* **Exercise**
Set down precisely the lines from the line with "Each instance of the blue jeans" through the end of the material, inclusive, and no pictures.

* **Exercise material**
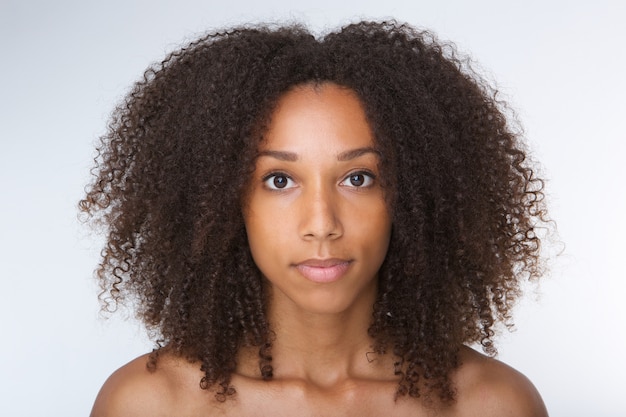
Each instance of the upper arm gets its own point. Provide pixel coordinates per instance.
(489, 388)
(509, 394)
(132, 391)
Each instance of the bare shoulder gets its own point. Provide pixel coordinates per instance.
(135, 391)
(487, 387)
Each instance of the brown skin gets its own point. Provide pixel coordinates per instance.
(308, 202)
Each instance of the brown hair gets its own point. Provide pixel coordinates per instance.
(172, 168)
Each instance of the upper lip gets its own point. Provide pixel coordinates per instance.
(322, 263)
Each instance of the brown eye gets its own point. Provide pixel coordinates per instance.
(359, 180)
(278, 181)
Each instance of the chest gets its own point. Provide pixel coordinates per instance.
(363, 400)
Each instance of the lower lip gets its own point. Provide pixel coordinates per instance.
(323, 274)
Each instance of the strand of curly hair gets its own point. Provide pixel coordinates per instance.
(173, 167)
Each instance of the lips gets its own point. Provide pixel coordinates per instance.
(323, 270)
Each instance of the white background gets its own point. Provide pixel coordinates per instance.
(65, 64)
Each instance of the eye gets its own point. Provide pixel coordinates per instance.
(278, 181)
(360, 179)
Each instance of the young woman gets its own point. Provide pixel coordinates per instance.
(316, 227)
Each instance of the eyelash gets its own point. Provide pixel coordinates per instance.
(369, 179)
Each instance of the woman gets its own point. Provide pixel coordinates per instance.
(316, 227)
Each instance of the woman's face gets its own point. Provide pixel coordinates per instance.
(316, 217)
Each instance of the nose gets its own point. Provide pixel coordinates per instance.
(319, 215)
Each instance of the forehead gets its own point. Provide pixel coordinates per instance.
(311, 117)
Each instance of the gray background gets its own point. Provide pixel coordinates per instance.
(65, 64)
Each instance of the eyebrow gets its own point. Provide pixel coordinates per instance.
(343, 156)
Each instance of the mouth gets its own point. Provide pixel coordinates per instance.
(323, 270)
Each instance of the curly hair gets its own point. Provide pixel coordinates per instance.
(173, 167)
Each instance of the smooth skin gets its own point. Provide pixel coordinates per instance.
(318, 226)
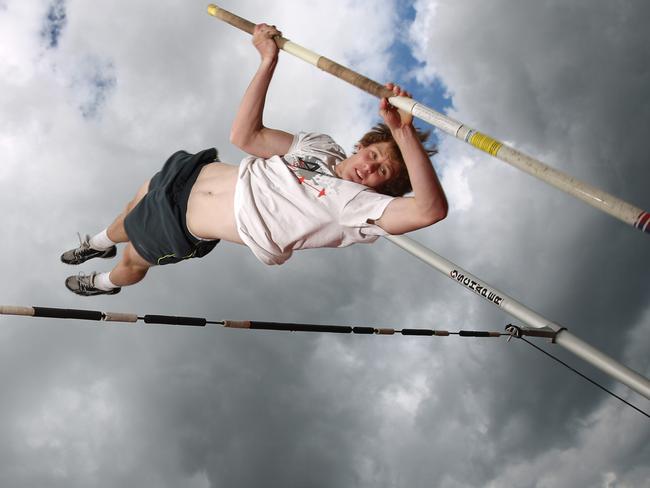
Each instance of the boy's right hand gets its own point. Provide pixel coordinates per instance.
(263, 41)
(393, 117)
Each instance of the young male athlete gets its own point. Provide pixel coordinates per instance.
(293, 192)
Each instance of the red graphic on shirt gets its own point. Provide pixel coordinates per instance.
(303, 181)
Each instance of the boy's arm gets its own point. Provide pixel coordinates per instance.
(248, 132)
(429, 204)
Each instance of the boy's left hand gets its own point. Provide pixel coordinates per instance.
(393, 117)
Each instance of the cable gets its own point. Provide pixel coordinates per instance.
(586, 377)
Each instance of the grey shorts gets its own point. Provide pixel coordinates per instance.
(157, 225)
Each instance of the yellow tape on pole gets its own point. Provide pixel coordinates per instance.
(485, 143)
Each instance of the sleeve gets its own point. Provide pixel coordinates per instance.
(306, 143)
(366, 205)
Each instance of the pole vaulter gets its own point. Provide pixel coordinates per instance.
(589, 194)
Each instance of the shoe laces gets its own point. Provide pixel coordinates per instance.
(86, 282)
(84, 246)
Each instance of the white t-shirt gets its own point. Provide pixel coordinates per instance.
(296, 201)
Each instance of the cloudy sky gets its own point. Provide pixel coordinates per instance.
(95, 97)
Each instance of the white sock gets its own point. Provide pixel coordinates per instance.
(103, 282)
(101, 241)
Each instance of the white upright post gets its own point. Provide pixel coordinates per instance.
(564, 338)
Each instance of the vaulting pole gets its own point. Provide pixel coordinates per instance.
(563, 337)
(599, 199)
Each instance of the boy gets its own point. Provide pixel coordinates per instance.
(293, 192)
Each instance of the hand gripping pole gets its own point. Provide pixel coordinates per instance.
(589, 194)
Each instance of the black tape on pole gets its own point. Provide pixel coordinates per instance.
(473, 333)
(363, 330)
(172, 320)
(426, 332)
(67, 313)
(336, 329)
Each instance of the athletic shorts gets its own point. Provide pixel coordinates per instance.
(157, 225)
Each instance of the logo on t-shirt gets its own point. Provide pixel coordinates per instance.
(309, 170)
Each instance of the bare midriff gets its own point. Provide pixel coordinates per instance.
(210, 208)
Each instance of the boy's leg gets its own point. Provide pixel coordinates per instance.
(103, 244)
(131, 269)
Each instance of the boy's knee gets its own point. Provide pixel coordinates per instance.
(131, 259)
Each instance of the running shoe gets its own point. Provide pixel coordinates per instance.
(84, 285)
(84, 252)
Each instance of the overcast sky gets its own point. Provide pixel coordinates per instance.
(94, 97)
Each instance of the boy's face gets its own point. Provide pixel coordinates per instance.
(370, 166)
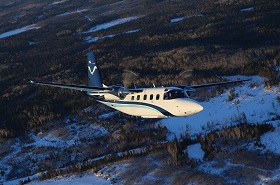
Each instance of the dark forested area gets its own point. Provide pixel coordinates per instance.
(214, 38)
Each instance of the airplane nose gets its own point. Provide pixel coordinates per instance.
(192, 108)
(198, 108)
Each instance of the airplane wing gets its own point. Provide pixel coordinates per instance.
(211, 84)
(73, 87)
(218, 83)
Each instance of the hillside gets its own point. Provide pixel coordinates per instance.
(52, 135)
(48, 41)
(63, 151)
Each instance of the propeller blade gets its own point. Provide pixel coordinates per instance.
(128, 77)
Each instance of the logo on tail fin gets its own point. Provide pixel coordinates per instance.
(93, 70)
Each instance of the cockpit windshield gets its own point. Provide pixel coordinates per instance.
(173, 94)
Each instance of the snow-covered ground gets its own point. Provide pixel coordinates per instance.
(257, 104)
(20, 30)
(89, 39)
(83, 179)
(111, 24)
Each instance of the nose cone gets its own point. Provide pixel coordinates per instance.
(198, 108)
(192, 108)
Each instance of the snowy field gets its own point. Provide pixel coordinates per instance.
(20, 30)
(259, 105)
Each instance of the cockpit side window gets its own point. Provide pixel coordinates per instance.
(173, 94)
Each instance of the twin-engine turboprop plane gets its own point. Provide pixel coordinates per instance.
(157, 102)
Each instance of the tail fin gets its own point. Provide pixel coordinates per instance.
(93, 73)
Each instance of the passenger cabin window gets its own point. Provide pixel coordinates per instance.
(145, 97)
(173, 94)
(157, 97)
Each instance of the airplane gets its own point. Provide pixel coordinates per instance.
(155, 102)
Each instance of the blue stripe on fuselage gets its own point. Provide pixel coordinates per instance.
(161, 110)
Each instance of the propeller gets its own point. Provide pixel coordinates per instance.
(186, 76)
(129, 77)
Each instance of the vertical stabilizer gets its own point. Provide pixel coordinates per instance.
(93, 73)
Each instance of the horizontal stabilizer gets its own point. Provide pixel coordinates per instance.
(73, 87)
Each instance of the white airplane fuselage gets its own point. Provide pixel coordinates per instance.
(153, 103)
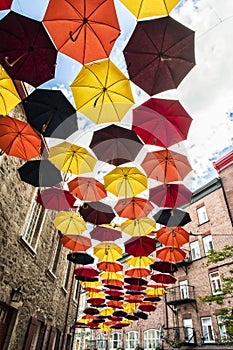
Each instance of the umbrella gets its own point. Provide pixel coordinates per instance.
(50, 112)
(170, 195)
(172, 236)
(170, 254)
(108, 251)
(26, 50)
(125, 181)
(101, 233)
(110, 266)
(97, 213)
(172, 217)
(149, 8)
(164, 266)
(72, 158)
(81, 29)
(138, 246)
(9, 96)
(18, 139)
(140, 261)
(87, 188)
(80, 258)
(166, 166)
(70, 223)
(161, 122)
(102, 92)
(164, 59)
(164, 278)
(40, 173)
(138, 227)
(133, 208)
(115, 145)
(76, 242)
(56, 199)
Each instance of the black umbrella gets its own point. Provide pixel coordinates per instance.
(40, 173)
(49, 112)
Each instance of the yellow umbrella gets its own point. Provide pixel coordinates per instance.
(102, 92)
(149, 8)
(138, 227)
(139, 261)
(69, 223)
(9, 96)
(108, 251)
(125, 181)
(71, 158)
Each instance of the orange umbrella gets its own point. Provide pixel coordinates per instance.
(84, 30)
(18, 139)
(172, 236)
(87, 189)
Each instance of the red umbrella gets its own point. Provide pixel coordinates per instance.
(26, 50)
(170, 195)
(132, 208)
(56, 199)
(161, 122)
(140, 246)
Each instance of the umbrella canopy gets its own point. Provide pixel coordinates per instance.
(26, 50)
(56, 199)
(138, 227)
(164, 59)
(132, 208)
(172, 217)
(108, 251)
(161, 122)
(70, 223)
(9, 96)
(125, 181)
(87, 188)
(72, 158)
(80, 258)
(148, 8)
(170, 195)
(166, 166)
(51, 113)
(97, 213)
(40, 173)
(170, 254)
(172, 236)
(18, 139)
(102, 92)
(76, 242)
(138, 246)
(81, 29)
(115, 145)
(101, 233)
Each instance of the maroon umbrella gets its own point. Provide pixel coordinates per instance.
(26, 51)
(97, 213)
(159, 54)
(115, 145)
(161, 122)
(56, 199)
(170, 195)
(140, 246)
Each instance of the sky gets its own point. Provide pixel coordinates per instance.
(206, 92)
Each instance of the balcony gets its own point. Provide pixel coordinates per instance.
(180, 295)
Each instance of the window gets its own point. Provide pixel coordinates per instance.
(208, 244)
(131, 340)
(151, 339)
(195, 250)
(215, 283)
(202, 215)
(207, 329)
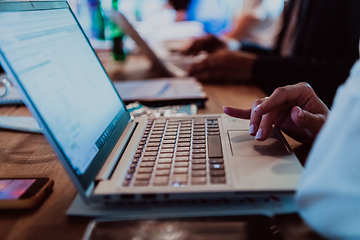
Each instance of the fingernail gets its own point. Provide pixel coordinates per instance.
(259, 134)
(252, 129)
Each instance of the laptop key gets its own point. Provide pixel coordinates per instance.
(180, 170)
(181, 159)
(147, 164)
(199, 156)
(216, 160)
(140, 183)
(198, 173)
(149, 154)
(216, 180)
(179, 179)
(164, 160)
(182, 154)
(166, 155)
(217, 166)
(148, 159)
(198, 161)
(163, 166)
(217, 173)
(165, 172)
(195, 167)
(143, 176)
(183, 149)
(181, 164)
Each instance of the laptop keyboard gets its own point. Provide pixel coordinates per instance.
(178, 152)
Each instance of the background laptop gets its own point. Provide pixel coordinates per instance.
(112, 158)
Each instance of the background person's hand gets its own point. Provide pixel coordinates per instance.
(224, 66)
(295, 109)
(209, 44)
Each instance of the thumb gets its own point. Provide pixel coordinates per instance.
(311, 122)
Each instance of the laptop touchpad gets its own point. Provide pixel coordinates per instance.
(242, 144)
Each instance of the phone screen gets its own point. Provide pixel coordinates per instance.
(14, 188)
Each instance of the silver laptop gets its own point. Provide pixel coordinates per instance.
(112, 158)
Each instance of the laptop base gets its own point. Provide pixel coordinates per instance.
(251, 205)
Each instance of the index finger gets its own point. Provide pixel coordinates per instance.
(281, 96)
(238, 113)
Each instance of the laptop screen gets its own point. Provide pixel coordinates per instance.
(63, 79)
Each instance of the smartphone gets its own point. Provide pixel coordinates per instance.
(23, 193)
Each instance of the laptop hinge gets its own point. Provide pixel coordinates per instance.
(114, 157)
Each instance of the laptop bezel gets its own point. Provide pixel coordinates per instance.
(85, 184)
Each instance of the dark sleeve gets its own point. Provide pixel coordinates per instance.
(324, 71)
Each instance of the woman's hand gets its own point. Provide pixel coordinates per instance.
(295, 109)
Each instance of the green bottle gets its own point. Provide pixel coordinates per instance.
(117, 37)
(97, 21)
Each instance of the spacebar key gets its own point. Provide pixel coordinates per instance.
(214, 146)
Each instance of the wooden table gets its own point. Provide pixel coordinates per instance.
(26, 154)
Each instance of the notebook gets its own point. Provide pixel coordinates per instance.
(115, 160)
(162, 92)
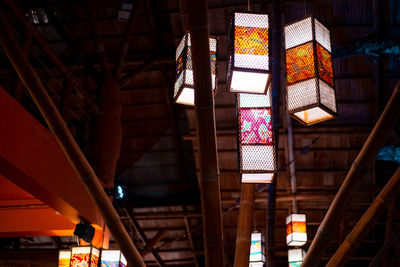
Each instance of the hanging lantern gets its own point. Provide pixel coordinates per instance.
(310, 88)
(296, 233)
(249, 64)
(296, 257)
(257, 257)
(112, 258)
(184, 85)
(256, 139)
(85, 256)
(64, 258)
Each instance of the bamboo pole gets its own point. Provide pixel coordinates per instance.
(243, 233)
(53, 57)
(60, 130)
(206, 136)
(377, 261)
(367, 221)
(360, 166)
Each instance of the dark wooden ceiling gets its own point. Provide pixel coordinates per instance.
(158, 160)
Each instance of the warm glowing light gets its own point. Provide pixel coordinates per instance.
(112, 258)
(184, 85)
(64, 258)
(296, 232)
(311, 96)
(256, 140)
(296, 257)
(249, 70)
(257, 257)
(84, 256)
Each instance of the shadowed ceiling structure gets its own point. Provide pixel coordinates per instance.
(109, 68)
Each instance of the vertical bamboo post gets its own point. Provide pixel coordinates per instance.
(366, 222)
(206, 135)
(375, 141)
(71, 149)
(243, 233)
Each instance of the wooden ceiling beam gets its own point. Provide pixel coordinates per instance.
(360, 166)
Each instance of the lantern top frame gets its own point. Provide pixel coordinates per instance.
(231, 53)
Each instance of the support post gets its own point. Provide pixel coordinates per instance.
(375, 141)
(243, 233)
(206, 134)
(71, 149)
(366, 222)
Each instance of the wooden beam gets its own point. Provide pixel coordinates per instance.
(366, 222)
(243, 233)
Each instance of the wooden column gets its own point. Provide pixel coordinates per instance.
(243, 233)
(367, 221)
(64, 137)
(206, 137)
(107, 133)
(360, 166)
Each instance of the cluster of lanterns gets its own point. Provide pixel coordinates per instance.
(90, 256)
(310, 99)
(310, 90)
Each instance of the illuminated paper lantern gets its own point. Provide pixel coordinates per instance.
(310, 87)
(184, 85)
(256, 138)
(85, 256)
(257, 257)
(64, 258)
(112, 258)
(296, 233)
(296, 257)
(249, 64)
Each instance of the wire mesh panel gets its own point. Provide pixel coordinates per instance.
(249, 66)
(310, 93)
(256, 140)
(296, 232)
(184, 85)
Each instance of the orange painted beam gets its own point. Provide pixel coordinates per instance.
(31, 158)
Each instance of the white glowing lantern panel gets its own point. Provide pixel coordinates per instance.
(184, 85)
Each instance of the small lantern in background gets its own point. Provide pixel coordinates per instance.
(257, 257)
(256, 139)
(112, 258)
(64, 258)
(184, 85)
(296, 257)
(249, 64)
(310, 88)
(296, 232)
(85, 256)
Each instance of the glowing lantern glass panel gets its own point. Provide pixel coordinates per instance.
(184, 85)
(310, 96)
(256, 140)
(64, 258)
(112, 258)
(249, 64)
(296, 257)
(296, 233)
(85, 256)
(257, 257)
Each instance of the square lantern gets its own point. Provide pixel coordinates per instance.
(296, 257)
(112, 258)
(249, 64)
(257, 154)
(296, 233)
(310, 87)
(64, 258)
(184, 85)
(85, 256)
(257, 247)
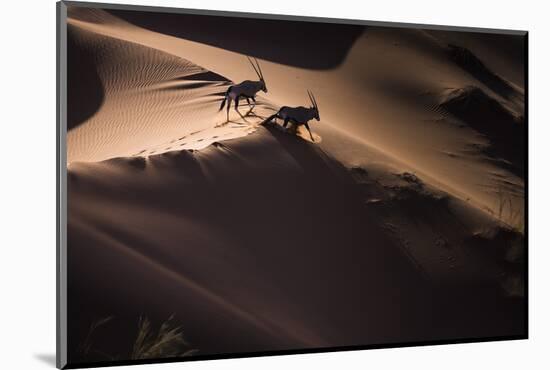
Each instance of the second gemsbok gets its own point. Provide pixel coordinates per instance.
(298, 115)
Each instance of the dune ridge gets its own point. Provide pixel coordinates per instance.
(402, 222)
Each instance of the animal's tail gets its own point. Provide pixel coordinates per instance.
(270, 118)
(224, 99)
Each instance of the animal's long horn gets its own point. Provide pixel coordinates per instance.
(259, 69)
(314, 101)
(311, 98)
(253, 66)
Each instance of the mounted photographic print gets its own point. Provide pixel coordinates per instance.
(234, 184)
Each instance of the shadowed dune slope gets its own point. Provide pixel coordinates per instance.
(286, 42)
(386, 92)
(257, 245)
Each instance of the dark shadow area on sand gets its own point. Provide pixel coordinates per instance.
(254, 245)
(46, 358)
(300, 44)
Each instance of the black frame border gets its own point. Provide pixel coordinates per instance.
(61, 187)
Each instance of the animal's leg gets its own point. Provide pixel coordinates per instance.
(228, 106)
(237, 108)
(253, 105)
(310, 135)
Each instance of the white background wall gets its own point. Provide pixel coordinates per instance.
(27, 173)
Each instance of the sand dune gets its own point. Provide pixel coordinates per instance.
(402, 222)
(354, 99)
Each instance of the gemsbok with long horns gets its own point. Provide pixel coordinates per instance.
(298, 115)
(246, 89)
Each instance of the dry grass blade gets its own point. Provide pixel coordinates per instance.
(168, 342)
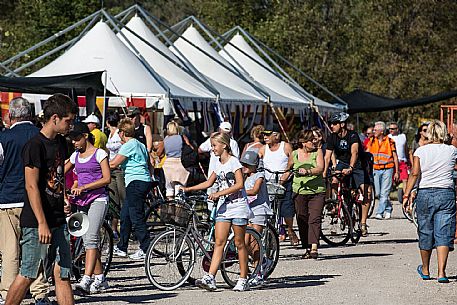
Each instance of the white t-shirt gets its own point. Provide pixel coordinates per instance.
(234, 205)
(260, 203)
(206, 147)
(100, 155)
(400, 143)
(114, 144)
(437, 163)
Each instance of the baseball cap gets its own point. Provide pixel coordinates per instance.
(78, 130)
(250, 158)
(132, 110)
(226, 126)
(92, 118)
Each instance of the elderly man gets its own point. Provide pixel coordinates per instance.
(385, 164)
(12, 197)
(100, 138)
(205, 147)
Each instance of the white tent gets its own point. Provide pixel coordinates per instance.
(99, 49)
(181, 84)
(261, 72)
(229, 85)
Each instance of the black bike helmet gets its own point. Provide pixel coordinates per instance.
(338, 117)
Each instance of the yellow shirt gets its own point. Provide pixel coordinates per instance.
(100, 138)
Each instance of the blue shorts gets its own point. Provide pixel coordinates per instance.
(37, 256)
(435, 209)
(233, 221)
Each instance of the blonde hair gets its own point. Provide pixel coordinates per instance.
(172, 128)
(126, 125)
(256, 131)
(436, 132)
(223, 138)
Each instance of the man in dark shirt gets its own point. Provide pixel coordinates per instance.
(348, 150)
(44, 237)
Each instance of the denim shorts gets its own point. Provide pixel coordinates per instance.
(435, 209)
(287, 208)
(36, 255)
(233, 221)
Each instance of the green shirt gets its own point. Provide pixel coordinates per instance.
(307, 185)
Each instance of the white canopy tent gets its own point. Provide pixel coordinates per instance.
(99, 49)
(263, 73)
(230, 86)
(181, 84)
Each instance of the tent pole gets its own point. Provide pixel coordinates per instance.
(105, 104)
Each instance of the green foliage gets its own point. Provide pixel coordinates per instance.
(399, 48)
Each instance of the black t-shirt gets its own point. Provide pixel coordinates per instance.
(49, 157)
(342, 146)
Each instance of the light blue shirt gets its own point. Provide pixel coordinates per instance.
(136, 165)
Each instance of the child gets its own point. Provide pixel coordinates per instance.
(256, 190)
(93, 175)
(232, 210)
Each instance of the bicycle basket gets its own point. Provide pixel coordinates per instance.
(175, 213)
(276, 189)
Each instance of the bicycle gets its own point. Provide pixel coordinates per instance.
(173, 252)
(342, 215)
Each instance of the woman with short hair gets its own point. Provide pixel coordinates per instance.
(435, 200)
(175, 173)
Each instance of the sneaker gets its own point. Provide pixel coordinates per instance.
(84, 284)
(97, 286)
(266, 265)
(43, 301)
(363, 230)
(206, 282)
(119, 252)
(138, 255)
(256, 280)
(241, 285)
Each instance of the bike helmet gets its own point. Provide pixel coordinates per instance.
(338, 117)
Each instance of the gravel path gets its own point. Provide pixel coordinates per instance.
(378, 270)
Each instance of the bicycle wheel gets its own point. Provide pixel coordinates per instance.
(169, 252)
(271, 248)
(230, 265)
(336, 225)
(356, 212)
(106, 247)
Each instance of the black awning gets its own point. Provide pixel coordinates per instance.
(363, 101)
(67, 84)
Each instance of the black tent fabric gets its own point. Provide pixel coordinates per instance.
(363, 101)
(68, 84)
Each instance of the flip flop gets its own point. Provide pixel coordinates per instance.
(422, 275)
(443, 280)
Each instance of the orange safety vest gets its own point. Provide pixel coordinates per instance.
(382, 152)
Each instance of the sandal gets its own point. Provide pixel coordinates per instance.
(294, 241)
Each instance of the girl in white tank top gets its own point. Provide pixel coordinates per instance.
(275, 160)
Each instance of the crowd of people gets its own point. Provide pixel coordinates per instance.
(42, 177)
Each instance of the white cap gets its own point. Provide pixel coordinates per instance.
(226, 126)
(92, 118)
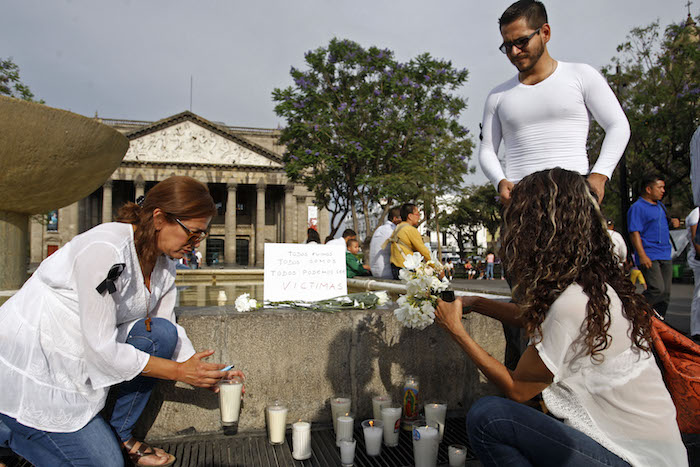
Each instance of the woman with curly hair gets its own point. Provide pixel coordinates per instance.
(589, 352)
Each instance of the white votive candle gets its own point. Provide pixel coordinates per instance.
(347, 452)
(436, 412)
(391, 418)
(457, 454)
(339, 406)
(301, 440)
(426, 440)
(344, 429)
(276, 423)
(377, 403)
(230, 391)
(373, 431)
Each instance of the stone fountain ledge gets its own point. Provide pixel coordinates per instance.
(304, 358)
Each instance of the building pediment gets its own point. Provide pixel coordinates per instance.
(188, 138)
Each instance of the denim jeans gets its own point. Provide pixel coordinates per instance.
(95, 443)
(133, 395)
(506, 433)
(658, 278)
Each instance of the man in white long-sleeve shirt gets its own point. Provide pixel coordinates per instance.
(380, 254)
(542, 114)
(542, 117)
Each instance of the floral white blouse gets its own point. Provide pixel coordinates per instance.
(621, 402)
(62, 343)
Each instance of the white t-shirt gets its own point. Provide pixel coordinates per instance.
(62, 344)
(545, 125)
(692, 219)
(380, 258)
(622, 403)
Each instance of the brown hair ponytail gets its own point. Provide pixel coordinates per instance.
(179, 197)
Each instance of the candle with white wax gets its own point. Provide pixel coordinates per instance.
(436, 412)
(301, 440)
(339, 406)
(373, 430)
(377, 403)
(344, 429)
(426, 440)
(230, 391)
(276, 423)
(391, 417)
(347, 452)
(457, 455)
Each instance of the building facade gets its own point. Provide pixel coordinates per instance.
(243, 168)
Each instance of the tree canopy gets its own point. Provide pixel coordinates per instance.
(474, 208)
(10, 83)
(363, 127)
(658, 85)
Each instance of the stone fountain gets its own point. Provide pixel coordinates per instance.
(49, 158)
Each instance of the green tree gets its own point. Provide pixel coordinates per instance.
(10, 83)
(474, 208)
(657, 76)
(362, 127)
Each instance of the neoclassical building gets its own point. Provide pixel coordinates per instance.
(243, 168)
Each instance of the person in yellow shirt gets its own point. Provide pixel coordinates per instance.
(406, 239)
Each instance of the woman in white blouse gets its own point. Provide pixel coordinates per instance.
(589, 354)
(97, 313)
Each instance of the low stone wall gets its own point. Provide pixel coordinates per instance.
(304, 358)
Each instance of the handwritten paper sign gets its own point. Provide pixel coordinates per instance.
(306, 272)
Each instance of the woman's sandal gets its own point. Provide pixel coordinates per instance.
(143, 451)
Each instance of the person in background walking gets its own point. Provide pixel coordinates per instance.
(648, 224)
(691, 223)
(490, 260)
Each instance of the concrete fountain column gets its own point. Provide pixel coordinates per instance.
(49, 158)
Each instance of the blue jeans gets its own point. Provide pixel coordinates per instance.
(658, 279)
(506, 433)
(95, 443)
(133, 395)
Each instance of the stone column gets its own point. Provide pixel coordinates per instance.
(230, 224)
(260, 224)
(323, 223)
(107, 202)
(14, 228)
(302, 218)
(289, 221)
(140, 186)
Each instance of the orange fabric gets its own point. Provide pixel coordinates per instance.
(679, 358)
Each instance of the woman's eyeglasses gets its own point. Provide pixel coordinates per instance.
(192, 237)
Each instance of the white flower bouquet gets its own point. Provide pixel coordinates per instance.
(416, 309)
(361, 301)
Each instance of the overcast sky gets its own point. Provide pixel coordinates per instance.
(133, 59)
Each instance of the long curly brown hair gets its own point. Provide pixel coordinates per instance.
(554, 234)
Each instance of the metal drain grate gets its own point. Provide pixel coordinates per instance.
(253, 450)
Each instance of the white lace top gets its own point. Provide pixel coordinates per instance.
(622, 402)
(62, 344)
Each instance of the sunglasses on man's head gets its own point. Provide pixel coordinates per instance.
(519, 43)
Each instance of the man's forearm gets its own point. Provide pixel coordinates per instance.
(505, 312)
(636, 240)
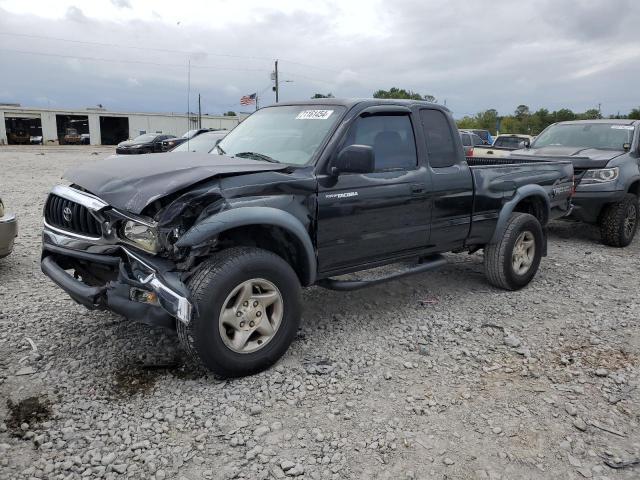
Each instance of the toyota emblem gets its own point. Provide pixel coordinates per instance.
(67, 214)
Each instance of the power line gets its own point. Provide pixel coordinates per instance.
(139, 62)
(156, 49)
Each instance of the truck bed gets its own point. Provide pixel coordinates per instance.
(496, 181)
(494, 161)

* **Result below**
Each instance of the blue jeans gets its own point. Provide pixel coordinates per instance.
(658, 279)
(506, 433)
(95, 443)
(133, 395)
Each instance of the stone column gets its own point. Provide pixel coordinates per instance.
(230, 224)
(260, 224)
(323, 223)
(107, 202)
(14, 228)
(302, 218)
(289, 221)
(140, 186)
Each instance of the orange fabric gets its own point. Provide pixel coordinates per instance.
(679, 358)
Each instance of the woman's eyeglasses gets its own point. Provide pixel coordinates per instance.
(192, 237)
Each instance of the white flower bouquet gets its own point. Provide pixel coordinates per instance.
(416, 309)
(361, 301)
Each instance of the overcast sky gets its own point. Provide pixel coordinates per instance.
(133, 59)
Each instance of the long curly brown hair gets its own point. Provide pixel coordinates per instance.
(554, 234)
Each instance of the metal drain grate gets its own point. Provide pixel coordinates per instance.
(253, 450)
Each instance of the white lace top gets its own point. Provide pixel coordinates per instance.
(622, 402)
(62, 344)
Each instance of the sunglasses on man's head gets its own point. Provide pixel coordinates per instance.
(519, 43)
Each instance of the man's forearm gets its own point. Provide pixel coordinates per instance.
(505, 312)
(636, 240)
Each instance of the toyota emblem gets its own point. Provide pixel coordinates per instance.
(67, 214)
Each instance of the power line gets its own point. Provide pixel coordinates per instance.
(139, 62)
(156, 49)
Each instance of the truck bed gets its own point. Provide pixel coordinates per instance.
(496, 181)
(494, 161)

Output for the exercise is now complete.